*BRANO DELL'ESERCIZIO:*

Tibur distava venti miglia dal Senato: andata e ritorno erano possibili in un giorno, se si disponeva di una carrozza. L’area era ricca d’acqua. Oltre all’Aniene, la attraversavano quattro acquedotti provenienti da Subiaco e diretti alla capitale.

NON SEMPRE ne uscivano indenni: Plinio il Vecchio e Frontino lamentano la frequenza con la quale facoltosi possidenti vi si allacciavano abusivamente, mettendo in difficoltà idrica Roma. Le strade erano costeggiate da olivi, già promossi da elementi naturali a beni di produzione industriale, essendo ampiamente usati per rifornire le lucerne.

*IL TUO COMPITO:* Prosegui il brano su Tibur e le sue campagne, scrivendo il seguito dopo l'ultima frase.

*MATERIALE FORNITO:*
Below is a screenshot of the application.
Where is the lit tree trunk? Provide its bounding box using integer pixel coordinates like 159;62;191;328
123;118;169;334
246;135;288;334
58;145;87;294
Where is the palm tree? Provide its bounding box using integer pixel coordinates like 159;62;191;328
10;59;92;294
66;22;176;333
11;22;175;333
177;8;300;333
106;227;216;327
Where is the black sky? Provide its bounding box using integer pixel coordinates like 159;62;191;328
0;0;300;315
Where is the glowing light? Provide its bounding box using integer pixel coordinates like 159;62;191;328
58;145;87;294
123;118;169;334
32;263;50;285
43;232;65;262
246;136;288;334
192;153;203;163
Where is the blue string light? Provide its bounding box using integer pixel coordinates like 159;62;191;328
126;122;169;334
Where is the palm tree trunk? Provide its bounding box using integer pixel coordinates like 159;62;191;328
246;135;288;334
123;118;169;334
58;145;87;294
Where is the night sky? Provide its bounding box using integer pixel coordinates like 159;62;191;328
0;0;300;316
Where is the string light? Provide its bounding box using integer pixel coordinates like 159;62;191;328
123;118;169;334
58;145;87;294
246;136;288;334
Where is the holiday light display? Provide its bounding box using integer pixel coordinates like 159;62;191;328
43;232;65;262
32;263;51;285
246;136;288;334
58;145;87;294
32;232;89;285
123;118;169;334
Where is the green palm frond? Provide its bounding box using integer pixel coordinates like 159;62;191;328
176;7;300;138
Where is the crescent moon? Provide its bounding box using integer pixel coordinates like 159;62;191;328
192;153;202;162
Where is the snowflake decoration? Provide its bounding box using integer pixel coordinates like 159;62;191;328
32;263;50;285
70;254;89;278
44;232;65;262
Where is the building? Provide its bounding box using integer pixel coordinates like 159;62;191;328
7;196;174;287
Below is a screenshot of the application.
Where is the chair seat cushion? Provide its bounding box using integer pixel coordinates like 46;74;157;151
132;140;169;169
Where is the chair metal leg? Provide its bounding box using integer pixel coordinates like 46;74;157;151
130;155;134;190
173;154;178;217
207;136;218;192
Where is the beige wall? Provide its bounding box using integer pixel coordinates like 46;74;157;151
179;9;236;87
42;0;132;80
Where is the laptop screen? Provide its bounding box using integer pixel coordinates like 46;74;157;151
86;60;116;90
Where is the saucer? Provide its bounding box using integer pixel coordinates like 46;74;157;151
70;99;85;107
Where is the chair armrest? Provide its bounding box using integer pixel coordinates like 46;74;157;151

*RISPOSTA AL COMPITO:*
Al paesaggio, che pur tuttavia ricordava la spiritualità bucolica della Grecia, veniva comunemente riconosciuto un valore allegorico, alimentato dall’afflato trascendentale emanato da boschi e cascate. Gli artisti li avrebbero sublimati anche in epoca moderna. Lo rivelano, nell’allestimento della mostra Le grandi ville romane del territorio tiburtino presso il Museo della Città di Tivoli (visitabile fino a dicembre) le testimonianze dei viaggiatori del Gran Tour, le ventotto litografie di Giovanni Battista Piranesi, gli acquerelli di Ettore Roesler Franz. Curata da Maria Antonietta Tomei, l’esposizione è dedicata alla memoria dell’archeologo Giuseppe Pucci, collaboratore del manifesto che ha partecipato alla sua genesi offrendo un originale racconto sull’eredità culturale di Villa Adriana.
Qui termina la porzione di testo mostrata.